▸ **Task directions**: Give the listing again exactly, skipping any pictures it holds.

▸ **Records provided**:
****************************************
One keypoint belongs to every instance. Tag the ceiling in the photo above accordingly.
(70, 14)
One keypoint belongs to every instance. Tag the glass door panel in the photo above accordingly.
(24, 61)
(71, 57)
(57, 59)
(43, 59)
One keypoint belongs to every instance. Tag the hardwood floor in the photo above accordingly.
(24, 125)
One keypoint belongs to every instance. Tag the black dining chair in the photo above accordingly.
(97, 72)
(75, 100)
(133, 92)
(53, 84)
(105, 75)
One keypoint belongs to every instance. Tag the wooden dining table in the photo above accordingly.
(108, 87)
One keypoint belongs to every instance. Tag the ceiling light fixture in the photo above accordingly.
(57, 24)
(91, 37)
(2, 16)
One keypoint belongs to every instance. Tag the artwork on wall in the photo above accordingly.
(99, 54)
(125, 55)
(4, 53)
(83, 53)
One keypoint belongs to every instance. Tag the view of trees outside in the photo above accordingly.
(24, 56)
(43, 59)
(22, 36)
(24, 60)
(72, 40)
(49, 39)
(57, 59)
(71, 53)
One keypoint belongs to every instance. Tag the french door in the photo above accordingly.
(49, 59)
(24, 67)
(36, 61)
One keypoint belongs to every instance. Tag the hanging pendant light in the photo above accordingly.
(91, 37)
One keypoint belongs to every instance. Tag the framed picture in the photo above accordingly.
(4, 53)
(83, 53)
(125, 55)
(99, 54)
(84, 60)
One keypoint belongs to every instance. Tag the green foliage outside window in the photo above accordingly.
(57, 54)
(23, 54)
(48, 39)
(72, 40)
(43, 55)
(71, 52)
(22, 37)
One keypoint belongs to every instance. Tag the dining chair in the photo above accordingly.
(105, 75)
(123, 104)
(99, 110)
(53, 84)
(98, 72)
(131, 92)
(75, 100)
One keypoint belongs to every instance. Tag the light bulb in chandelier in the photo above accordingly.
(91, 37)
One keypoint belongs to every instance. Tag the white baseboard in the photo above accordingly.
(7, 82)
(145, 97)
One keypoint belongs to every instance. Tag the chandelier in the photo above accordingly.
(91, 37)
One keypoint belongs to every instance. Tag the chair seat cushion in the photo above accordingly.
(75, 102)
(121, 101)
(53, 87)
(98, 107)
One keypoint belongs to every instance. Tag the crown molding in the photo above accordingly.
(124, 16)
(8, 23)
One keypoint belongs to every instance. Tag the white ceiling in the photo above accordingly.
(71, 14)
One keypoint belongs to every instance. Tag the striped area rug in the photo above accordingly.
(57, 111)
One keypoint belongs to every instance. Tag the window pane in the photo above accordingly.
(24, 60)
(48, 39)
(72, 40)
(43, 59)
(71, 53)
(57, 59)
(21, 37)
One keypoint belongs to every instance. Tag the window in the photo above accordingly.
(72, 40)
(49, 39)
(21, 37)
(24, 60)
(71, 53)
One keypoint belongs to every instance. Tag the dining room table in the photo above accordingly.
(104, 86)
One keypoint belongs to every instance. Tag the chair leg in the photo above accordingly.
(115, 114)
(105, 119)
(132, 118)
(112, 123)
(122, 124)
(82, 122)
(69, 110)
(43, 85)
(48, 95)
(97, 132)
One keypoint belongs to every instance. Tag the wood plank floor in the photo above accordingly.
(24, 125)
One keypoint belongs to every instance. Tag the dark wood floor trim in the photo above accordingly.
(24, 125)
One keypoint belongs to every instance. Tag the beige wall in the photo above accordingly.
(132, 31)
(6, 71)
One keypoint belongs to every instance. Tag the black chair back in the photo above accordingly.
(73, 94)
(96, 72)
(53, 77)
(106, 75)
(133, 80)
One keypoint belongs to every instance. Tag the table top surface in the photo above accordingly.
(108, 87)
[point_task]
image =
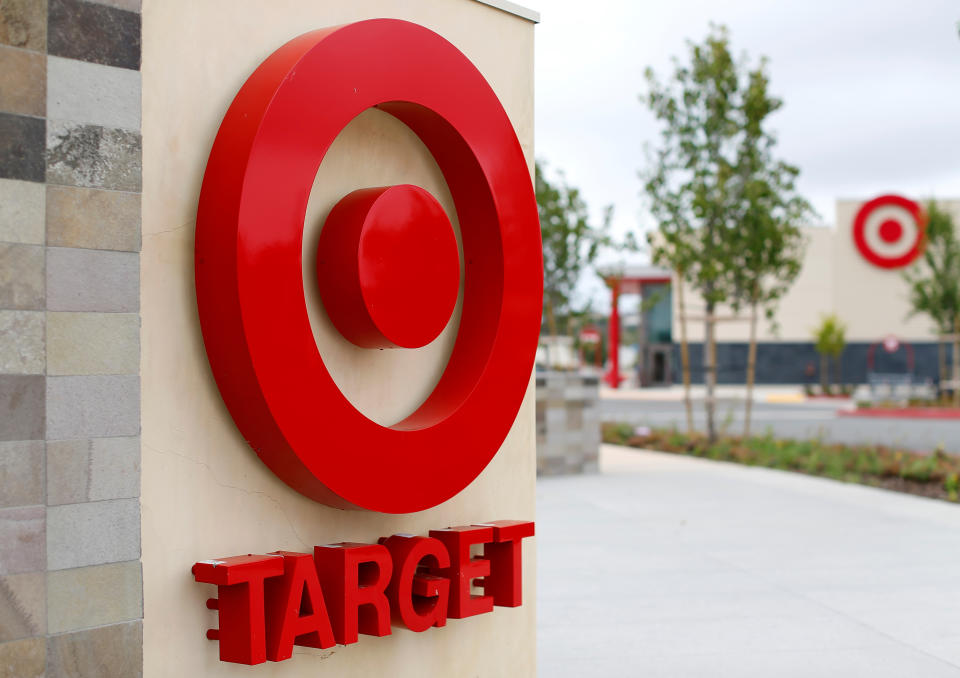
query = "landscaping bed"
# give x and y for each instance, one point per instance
(935, 475)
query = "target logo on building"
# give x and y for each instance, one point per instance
(388, 266)
(889, 231)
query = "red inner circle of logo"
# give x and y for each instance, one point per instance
(890, 231)
(388, 267)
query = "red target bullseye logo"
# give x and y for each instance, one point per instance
(889, 231)
(387, 261)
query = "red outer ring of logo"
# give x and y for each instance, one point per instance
(860, 223)
(249, 266)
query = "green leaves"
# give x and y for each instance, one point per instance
(935, 278)
(727, 209)
(570, 244)
(830, 336)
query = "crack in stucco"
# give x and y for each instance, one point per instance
(245, 490)
(153, 234)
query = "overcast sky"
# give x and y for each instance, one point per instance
(871, 91)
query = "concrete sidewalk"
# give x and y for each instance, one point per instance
(679, 567)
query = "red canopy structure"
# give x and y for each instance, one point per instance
(629, 280)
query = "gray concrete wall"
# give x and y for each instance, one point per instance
(568, 423)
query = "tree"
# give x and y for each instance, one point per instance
(570, 244)
(829, 340)
(715, 189)
(935, 285)
(768, 249)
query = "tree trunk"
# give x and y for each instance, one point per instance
(956, 361)
(710, 371)
(751, 370)
(684, 353)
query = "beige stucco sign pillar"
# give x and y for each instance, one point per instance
(205, 493)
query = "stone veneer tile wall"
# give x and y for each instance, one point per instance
(70, 577)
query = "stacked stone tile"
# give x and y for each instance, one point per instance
(568, 423)
(70, 578)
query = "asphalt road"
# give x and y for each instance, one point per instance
(793, 421)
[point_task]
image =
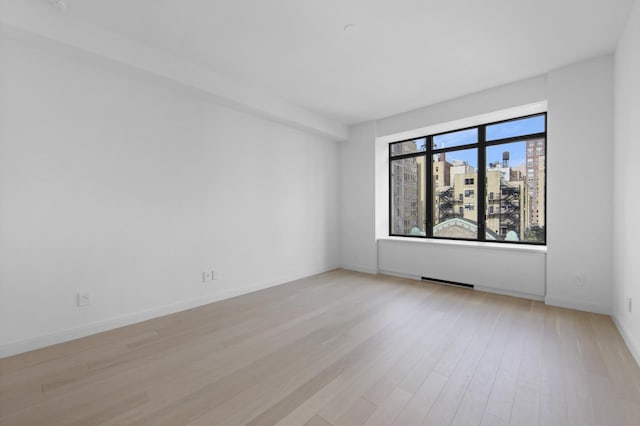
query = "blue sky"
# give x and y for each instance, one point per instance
(517, 150)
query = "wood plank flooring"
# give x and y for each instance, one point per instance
(340, 348)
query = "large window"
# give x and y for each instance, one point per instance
(484, 183)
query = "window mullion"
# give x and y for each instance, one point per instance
(481, 186)
(429, 188)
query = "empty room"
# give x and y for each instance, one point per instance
(245, 212)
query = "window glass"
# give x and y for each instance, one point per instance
(513, 128)
(453, 139)
(454, 212)
(408, 147)
(408, 196)
(457, 197)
****************************************
▸ **Written response**:
One keypoint belongs to every instance. Tag the ceiling in the photo above accordingly.
(70, 14)
One keypoint belongs to every instance. Tag the glass door panel in the photo above accordingly.
(24, 61)
(71, 57)
(57, 59)
(43, 59)
One keypoint belongs to every instance. Tag the hardwood floor in the photo above accordingly.
(24, 125)
One keypoint belongs to every instance. Tag the black dining chair in the photo above accordingly.
(97, 72)
(75, 100)
(133, 92)
(53, 84)
(105, 75)
One keypoint belongs to every instance. Tag the wooden dining table in the photo above accordingly.
(108, 87)
One keypoint belongs to every instance. Tag the ceiling light fixture in the photo above accordingly.
(57, 24)
(91, 37)
(2, 16)
One keypoint belongs to every instance. Tag the artwork on wall in the photo above accordingly.
(99, 54)
(125, 55)
(4, 53)
(83, 53)
One keypoint belongs to every instance. Tag the view of trees outside in the photo above accordingly.
(24, 56)
(43, 59)
(22, 36)
(24, 60)
(72, 40)
(49, 39)
(57, 59)
(71, 53)
One keypoint belongs to every instance. Tag the french door in the photo above accordingly.
(49, 59)
(24, 67)
(36, 61)
One keypoint belongs to every instance. Tag the hanging pendant light in the photo above accordingly.
(91, 37)
One keypoint belongs to every instance. Tag the framed picture in the photo above accordingly.
(4, 53)
(83, 53)
(125, 55)
(99, 54)
(84, 60)
One keypoint belongs to every instance. Tag the green foliage outside window in the photo above accordingly.
(57, 54)
(23, 54)
(48, 39)
(72, 40)
(43, 55)
(71, 52)
(22, 37)
One keypoint belongs to every instance. Tag the dining chair in the photo above accordingly.
(105, 75)
(123, 104)
(99, 110)
(53, 84)
(98, 72)
(131, 92)
(75, 100)
One keypoint belongs to every instance. Tag the light bulb in chandelier in the photo above accordingly.
(91, 37)
One keypoint belongs to every instance. Tag the white baseboard in the photo above accordingly.
(7, 82)
(145, 97)
One keypoint belongs to every instance. Tag the chandelier in the photo above accordingly.
(91, 37)
One keypoint belongs to every instance. Tag the chair seat cushion in the photo above accordingly.
(75, 102)
(121, 101)
(53, 87)
(98, 107)
One keypoint belongs to every instance. Tag the crown molding in the photo above accordingly.
(124, 16)
(8, 23)
One keypoint belongs to every instance. Tag the white ceiling in the photo above accordingly.
(71, 14)
One keypoint belongs to every instance. Tag the striped area rug in the photo above accordingly.
(57, 111)
One keypoint belongs to every instance. Tag the window pane in the photo above accordingly.
(24, 60)
(48, 39)
(72, 40)
(43, 59)
(71, 53)
(57, 59)
(21, 37)
One keypoint belongs to every instance. Tag the window in the photo above accordingly.
(72, 40)
(49, 39)
(21, 37)
(24, 60)
(71, 53)
One keypoint belongs to every instance. Tag the dining room table in the photo above accordingly.
(104, 86)
One keypoint belongs to every instance. Tag the chair leg in the photo above accordingly.
(115, 114)
(105, 119)
(132, 118)
(112, 123)
(122, 124)
(82, 122)
(69, 110)
(43, 85)
(48, 95)
(97, 132)
One keypoint belongs to every instance. Tag the wood plank floor in the photo above accordingly.
(24, 125)
One keypoint belongs to every instance. Tag the dark wood floor trim in the photo above accordingly.
(24, 125)
One keypoint belongs to every instance. Tag the beige wall in the photo above accordingly.
(132, 31)
(6, 71)
One keypoint belongs to every instance. Tag the black chair back in the photo above accordingly.
(73, 94)
(96, 72)
(53, 77)
(106, 75)
(133, 80)
One keypoint belongs to every instance. Tag the table top surface in the photo above accordingly.
(108, 87)
[point_task]
image =
query = "landscaping bed"
# give x and y for each instance, one point per instance
(935, 475)
query = "target logo on building"
# give x and y for each instance, one point per instance
(388, 266)
(889, 231)
query = "red inner circle of logo"
# give x and y for each instance, one point per instance
(890, 231)
(388, 267)
query = "red target bullseye logo"
# give x and y for each instance, one point per instance
(889, 231)
(387, 261)
query = "red outer ring of logo"
# give x and y for each instance, one point per instance
(860, 223)
(249, 266)
query = "green leaves"
# give x and y for each instance, one point per instance
(935, 278)
(727, 209)
(570, 244)
(830, 336)
query = "crack in stucco"
# give x and y for each instance, one point per instance
(245, 490)
(153, 234)
query = "overcast sky"
# give x and y for each instance, one point per instance
(871, 91)
query = "concrete sidewalk"
# give x and y for each instance, one point per instance
(679, 567)
query = "red canopy structure"
# give x and y for each instance, one point per instance
(629, 280)
query = "gray concrete wall"
# give x and y for each instance, one point per instance
(568, 423)
query = "tree"
# give x and y for each instance, one point per instance
(570, 244)
(829, 340)
(715, 189)
(935, 285)
(768, 249)
query = "tree trunk"
# give x and y for each instance, one point per instance
(956, 361)
(710, 371)
(751, 370)
(684, 353)
query = "beige stucco sign pillar"
# give x and y for each instance, one point per instance
(205, 493)
query = "stone veneer tile wall"
# give x and y for each instance, one point per instance
(70, 577)
query = "stacked stone tile"
# give x and y for each instance, one point per instance
(568, 423)
(70, 578)
query = "asphalt road"
# give x and y for each instance, one point per instance
(793, 421)
[point_task]
image =
query = "blue sky"
# give x and y for each instance, one point per instance
(517, 150)
query = "wood plank flooring"
# give x and y for each instance, one point per instance
(340, 348)
query = "large window"
# give x and y for each instance, one point per instance
(484, 183)
query = "window mullion"
# give x and y for each instance, one point per instance
(481, 186)
(429, 188)
query = "empty room"
# give x and y for each instance, one point per instance
(245, 212)
query = "window glass"
# give x and y for each instance, one point per instance
(513, 128)
(453, 139)
(454, 212)
(408, 147)
(408, 196)
(457, 197)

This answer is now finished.